Dataset records below:
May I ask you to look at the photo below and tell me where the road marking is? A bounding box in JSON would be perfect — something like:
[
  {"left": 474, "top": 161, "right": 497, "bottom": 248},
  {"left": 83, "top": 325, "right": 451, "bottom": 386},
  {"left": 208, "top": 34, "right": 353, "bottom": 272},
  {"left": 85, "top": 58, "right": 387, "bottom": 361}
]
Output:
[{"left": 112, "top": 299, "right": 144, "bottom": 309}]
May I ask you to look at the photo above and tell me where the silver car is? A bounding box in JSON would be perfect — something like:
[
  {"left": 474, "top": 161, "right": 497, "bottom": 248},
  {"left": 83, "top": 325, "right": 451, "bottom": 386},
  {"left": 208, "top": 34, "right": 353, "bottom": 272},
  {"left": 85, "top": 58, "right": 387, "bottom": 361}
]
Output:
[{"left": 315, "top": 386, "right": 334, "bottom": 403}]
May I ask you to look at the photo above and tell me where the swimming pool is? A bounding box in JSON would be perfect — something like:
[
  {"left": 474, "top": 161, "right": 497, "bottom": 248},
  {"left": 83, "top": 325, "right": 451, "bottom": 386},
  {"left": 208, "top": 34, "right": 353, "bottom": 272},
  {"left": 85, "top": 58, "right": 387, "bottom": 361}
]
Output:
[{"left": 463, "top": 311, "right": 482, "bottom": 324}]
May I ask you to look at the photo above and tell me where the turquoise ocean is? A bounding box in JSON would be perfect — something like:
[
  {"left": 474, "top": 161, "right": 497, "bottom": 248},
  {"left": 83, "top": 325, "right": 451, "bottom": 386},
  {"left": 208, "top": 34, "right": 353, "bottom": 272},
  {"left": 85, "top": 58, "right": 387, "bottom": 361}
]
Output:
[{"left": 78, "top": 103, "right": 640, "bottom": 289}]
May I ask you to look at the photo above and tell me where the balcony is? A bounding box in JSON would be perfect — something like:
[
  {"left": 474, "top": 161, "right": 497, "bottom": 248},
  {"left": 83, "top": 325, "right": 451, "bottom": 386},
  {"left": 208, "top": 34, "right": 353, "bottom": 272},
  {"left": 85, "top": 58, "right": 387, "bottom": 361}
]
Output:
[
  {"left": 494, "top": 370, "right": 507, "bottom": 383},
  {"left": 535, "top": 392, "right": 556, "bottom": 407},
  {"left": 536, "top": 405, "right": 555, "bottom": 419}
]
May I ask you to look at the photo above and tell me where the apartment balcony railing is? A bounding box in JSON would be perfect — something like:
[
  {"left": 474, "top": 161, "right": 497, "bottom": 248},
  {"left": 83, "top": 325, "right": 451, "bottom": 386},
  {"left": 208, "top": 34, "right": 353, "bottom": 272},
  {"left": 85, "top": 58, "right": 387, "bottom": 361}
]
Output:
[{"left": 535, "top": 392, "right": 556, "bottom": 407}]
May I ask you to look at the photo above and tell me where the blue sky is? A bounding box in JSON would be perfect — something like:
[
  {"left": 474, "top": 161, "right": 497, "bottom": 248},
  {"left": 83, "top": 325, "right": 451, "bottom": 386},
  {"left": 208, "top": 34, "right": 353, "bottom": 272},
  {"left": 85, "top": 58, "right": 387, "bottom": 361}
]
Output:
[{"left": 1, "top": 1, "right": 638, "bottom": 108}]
End of Dataset records.
**Try it**
Your task is to quote the listing above word for word.

**Answer to the exercise**
May I ask you to look at the photo below and tell me where the road marking is? A bounding box in JSON would be perfect — something like:
[
  {"left": 474, "top": 161, "right": 497, "bottom": 248},
  {"left": 83, "top": 325, "right": 451, "bottom": 386},
  {"left": 208, "top": 34, "right": 353, "bottom": 272},
  {"left": 85, "top": 58, "right": 387, "bottom": 361}
]
Output:
[{"left": 112, "top": 299, "right": 144, "bottom": 309}]
May I ask you to look at the photo above and tell me where the silver car is? A bounding box in JSON would be perfect — something like:
[
  {"left": 474, "top": 161, "right": 497, "bottom": 248},
  {"left": 83, "top": 325, "right": 451, "bottom": 386},
  {"left": 208, "top": 34, "right": 353, "bottom": 272},
  {"left": 85, "top": 58, "right": 387, "bottom": 361}
]
Output:
[{"left": 315, "top": 386, "right": 334, "bottom": 403}]
May I ask you to look at the photo above and tell me where the swimming pool is? A bounding box in JSON would be perfect — something like:
[
  {"left": 474, "top": 161, "right": 497, "bottom": 248},
  {"left": 83, "top": 325, "right": 451, "bottom": 386},
  {"left": 208, "top": 34, "right": 353, "bottom": 272},
  {"left": 85, "top": 58, "right": 387, "bottom": 361}
]
Output:
[{"left": 463, "top": 311, "right": 482, "bottom": 324}]
May I ask you to look at the photo above and tell me where the turquoise ocean is? A bounding box in JSON would be perfect — something like:
[
  {"left": 474, "top": 161, "right": 497, "bottom": 248},
  {"left": 83, "top": 325, "right": 451, "bottom": 386},
  {"left": 208, "top": 34, "right": 353, "bottom": 272},
  {"left": 85, "top": 58, "right": 387, "bottom": 361}
]
Output:
[{"left": 78, "top": 103, "right": 640, "bottom": 289}]
May I ask you to look at the photo above and tell me where the balcony is? A bounding box in JSON would be perfect — something like:
[
  {"left": 474, "top": 161, "right": 497, "bottom": 248},
  {"left": 83, "top": 325, "right": 451, "bottom": 386},
  {"left": 208, "top": 34, "right": 353, "bottom": 272},
  {"left": 85, "top": 58, "right": 387, "bottom": 361}
]
Output:
[
  {"left": 494, "top": 370, "right": 507, "bottom": 383},
  {"left": 535, "top": 392, "right": 556, "bottom": 407},
  {"left": 536, "top": 405, "right": 555, "bottom": 419}
]
May I ask you to look at the photo above and tell me where the apartment balcony railing is? A bounding box in JSON would be perfect — something like:
[
  {"left": 474, "top": 161, "right": 497, "bottom": 248},
  {"left": 83, "top": 325, "right": 451, "bottom": 386},
  {"left": 208, "top": 34, "right": 353, "bottom": 272},
  {"left": 85, "top": 58, "right": 387, "bottom": 361}
]
Output:
[{"left": 535, "top": 392, "right": 556, "bottom": 407}]
May I ask you to look at the photo above and tell me where the blue sky is? A bounding box in JSON would be perfect — something like:
[
  {"left": 474, "top": 161, "right": 497, "bottom": 248},
  {"left": 83, "top": 325, "right": 451, "bottom": 386},
  {"left": 208, "top": 34, "right": 353, "bottom": 272},
  {"left": 85, "top": 58, "right": 387, "bottom": 361}
]
Output:
[{"left": 1, "top": 1, "right": 638, "bottom": 108}]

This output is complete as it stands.